-- Stated exercise --
Continue the article on the Army's canceled FARA helicopter program, picking up right after its last sentence.

-- Article --
The US Army, often complaining about being on the short end of the funding stick, just canceled one of its cutting-edge programs after spending $2 billion. The Future Attack Reconnaissance Aircraft (FARA) was to have been a crucial part of a new family of vertical lift aircraft. After twenty years of fits and starts finding a replacement for an armed helicopter for the forward scouting mission, FARA was to be that program. Now, out of the blue, the Army says, “not so much.”
Concern Over Funding for the Army
Historically, the Army has sacrificed end strength number of personnel in favor of modernizing the force. Furthermore, Defense Department cost analysts have warned of a dangerously low funding level for the Army. “Cutting the Army to its lowest funded level since before World War II with no decrease in demand is not sustainable…Instead, Congress should direct a plan for how DoD intends to restore Army forces to the levels required to execute the NDS [National Defense Strategy],” wrote the Secretary of Defense’s former acting director of Cost Assessment and Program Evaluation John E. Whitley in a special report. “Underfunding the Army Has Risky Implications.” So, how does the Army acquisition team, suddenly, decide to cancel a major program?
Jen Judson, writing for Defense News, gives us some insight into how this happened:
“The helicopter program arrived in 2018 with lofty expectations. Army leaders hoped it would serve as a model for new acquisition approaches for its most complex and most expensive weapon systems. Prototypes from Bell Textron and Lockheed Martin’s Sikorsky were expected to fly later this year. But Thursday [February 8], the Army’s top acquisition officials [Doug Bush, Assistant Secretary of the Army for Acquisition, Logistics, and Technology (ATL)] described a new vision and major aviation overhaul.”
Ah, that explains it – “a new vision.” But how long before the new vision becomes the old vision, and the American taxpayer is out another $2 billion with nothing to show for it? Sadly, no one should be surprised. The US Army has developed an acquisition culture of canceling expensive weapons programs because of mismanagement, poor understanding of warfighter requirements, and cost control failures.
The Army’s crown jewel Cold War-era Crusader self-propelled artillery program was canceled by then Secretary of Defense Don Rumsfeld in 2002; the Comanche, an armed scout helicopter with stealth characteristics, was canceled by the Army in 2004 after building two prototypes at the estimated cost of $9 billion; and the Future Combat System all but canceled and restructured in 2009 are among the more infamous Army acquisition failures. Colonel William M. Robare, in his 2011 US Army War College titled “Army’s Failed Programs: Moral Imperative for Change,” estimated that “these programs collectively invested over $30 billion without delivering their promised capabilities.”

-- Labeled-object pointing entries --

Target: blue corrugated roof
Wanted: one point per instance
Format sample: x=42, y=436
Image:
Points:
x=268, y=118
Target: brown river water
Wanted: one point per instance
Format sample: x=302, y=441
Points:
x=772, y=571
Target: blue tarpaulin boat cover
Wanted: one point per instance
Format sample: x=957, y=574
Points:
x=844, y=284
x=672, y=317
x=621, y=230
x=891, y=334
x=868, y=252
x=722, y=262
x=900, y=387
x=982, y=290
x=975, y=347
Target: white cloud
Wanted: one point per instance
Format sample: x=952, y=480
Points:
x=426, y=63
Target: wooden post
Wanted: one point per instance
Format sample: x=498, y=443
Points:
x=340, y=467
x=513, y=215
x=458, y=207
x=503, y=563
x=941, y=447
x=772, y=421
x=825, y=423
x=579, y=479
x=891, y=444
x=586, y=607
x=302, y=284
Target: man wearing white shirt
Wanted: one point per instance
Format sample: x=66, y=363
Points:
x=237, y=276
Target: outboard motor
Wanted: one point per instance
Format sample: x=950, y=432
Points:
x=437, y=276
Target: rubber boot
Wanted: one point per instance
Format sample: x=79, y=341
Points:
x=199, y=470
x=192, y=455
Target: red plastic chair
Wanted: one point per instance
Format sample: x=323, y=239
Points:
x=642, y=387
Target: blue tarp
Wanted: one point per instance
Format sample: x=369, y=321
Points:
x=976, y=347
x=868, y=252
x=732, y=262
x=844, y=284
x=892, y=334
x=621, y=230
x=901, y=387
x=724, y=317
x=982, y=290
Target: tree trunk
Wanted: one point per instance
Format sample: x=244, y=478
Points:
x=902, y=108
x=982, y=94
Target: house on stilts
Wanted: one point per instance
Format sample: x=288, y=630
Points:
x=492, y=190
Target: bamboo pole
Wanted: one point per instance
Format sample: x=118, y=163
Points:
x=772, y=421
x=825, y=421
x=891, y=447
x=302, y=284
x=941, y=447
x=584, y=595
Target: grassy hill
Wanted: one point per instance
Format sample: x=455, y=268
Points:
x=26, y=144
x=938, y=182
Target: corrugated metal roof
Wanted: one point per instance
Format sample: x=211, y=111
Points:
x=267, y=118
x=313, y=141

-- Result for this exercise --
With little or no warning in 2006, the Army announced it was canceling what it called Aerial Common Sensor (ACS). The ACS was a joint service program for the Army and the US Navy to provide battlefield and sea-borne electronic signals intelligence. After hundreds of millions of dollars, the Army terminated the program because it needed a firmer “understanding of what the requirements are,” according to a 2006 BattleSpace article. Claiming not to understand what the warfighter needs raises the obvious question. Why didn’t the Army better understand the requirements before starting the ACS program, rather than wasting taxpayer dollars?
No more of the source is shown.